** MATERIAL FOR THIS EXERCISE **
----------------------------------------

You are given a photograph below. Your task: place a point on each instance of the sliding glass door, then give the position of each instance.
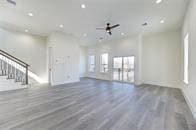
(123, 69)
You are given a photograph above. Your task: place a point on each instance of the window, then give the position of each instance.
(186, 59)
(92, 63)
(104, 63)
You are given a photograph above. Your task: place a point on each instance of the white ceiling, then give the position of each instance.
(130, 14)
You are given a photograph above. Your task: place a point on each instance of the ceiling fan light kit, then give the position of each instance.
(109, 28)
(11, 2)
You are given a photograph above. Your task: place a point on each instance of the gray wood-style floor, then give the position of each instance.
(95, 105)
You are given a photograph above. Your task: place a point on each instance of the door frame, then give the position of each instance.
(122, 69)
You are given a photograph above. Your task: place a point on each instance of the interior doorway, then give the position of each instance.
(123, 69)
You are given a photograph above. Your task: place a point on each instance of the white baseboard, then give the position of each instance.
(191, 106)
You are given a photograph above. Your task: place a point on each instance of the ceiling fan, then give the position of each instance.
(109, 28)
(11, 2)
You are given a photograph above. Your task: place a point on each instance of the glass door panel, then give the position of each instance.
(117, 68)
(128, 69)
(123, 69)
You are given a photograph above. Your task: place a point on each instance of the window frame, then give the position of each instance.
(186, 59)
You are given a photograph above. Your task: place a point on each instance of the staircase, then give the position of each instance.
(13, 69)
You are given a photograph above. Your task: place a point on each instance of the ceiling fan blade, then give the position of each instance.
(100, 28)
(112, 27)
(11, 2)
(110, 33)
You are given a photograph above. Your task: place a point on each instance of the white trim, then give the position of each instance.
(191, 106)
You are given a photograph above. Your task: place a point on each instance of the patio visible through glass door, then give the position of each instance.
(123, 69)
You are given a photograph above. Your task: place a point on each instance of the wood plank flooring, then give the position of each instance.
(95, 105)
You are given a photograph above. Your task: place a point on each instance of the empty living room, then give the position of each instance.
(97, 65)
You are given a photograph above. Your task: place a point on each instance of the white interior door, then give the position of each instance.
(123, 69)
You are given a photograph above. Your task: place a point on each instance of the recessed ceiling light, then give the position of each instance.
(83, 6)
(162, 21)
(158, 1)
(61, 26)
(30, 14)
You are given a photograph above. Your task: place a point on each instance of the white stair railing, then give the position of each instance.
(13, 68)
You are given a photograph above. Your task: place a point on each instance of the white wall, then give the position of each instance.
(190, 28)
(65, 58)
(83, 59)
(29, 48)
(161, 59)
(122, 47)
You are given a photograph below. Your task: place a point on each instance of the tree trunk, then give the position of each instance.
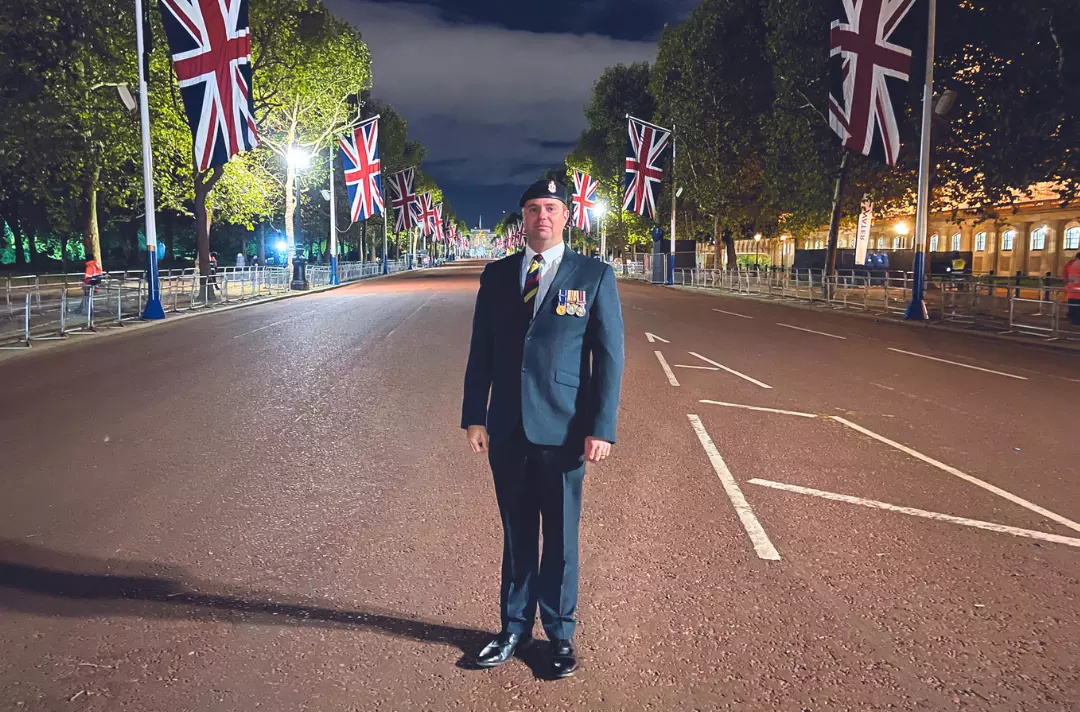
(204, 184)
(170, 238)
(15, 223)
(834, 223)
(91, 234)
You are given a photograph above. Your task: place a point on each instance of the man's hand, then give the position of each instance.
(596, 449)
(477, 438)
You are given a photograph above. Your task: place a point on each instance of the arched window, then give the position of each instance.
(1072, 239)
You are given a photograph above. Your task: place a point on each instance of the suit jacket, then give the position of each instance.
(557, 376)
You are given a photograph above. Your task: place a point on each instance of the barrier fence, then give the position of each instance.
(44, 307)
(1000, 304)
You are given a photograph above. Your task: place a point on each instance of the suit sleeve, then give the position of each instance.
(607, 351)
(478, 370)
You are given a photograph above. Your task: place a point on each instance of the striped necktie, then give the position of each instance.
(531, 284)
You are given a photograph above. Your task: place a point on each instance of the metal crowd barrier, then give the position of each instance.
(1000, 304)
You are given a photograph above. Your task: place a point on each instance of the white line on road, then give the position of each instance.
(731, 371)
(810, 331)
(277, 323)
(989, 526)
(757, 536)
(731, 313)
(667, 370)
(760, 410)
(963, 475)
(394, 330)
(957, 363)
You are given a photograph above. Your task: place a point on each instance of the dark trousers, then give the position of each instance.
(534, 485)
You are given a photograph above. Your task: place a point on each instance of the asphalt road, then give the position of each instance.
(272, 508)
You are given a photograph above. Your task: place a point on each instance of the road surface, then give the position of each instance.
(273, 508)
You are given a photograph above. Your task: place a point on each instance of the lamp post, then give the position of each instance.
(298, 160)
(601, 211)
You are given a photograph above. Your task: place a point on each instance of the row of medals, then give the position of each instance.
(571, 301)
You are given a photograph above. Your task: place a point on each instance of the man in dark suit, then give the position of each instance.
(548, 350)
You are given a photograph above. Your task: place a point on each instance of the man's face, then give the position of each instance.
(545, 217)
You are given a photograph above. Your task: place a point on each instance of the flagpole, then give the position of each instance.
(334, 277)
(917, 310)
(152, 308)
(671, 267)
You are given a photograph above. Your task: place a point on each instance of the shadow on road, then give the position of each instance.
(44, 582)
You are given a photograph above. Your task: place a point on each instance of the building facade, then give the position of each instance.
(1033, 238)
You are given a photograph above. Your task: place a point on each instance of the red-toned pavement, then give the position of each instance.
(273, 509)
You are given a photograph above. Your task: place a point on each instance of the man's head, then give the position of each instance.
(544, 213)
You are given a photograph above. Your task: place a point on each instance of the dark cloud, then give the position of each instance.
(489, 103)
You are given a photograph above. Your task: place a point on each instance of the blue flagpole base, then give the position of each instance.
(152, 310)
(917, 309)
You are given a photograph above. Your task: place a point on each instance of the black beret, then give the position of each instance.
(543, 189)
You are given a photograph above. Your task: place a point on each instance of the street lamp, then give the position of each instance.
(298, 160)
(601, 211)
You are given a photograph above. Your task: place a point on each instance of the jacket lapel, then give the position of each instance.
(566, 270)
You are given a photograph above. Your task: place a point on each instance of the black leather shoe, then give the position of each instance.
(499, 650)
(564, 659)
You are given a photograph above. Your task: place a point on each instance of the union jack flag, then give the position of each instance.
(584, 200)
(426, 214)
(645, 155)
(866, 49)
(212, 55)
(363, 171)
(403, 199)
(440, 232)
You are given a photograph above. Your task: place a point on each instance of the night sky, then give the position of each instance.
(496, 89)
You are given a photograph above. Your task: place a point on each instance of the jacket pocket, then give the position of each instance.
(567, 378)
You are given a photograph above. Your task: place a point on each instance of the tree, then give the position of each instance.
(602, 148)
(713, 82)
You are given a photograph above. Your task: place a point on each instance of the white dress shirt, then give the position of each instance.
(552, 258)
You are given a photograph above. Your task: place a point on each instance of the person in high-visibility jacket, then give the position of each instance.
(1071, 277)
(91, 278)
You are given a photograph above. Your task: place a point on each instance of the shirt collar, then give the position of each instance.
(551, 255)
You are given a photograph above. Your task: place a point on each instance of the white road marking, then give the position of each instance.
(760, 410)
(732, 313)
(957, 363)
(731, 371)
(277, 323)
(963, 475)
(989, 526)
(667, 370)
(757, 536)
(810, 331)
(394, 330)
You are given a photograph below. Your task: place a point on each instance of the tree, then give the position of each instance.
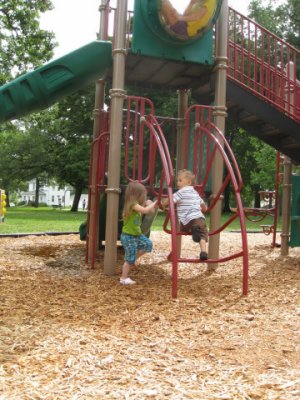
(282, 19)
(70, 133)
(23, 45)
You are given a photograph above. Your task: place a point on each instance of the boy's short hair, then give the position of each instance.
(188, 175)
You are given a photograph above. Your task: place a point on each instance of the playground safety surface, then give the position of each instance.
(68, 332)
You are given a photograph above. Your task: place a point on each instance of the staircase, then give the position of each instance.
(263, 93)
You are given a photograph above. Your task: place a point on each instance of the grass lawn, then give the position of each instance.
(46, 219)
(43, 219)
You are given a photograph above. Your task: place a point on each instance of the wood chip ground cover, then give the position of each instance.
(69, 332)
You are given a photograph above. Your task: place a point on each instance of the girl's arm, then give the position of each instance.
(203, 207)
(147, 209)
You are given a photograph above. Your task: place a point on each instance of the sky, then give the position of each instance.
(76, 22)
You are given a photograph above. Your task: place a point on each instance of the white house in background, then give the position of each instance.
(52, 195)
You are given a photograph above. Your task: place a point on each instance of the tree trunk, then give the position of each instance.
(226, 204)
(78, 191)
(37, 192)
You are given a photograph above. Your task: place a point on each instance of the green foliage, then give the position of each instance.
(23, 45)
(282, 18)
(30, 219)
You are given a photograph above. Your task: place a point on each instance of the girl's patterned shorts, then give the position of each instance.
(133, 244)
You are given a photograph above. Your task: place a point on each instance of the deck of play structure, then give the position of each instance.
(227, 62)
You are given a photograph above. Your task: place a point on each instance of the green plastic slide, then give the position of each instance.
(42, 87)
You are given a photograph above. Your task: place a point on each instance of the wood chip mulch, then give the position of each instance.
(69, 332)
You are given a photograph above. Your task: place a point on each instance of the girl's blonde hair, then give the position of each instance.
(189, 175)
(135, 193)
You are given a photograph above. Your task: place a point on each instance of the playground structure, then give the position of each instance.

----------------------------------------

** PROBLEM REQUIREMENTS **
Write out the lines above from the one containing "foliage, then give the position of each instance." through the last, exactly as they are.

** COMPLETE ANSWER **
You are given a photograph above. Your task: place a point on each instance of the green foliage, then give the position of each instance.
(23, 45)
(282, 18)
(30, 219)
You are given a photograph above. Your task: place a point on each instance of the girl's patterned shorts, then give the position of each instance.
(133, 244)
You are given a photograph above. Your task: place a point on each instance of the deck of play structure, then give the position of each instance.
(227, 62)
You are given a photograph above. Your task: place a point on each instance of the green plastic slide, then give the position of each instance.
(42, 87)
You are given a photograph above. Your task: place a point on each instance of the wood chip mulch, then give the position of each instance.
(69, 332)
You are given a photograph above. Your task: place a point on each instance of the girl's blonde hair, then give the position of each instance.
(189, 175)
(135, 193)
You are given a photograph above. Your task: place a point on each instance of the playground structure, then give the position of each instance.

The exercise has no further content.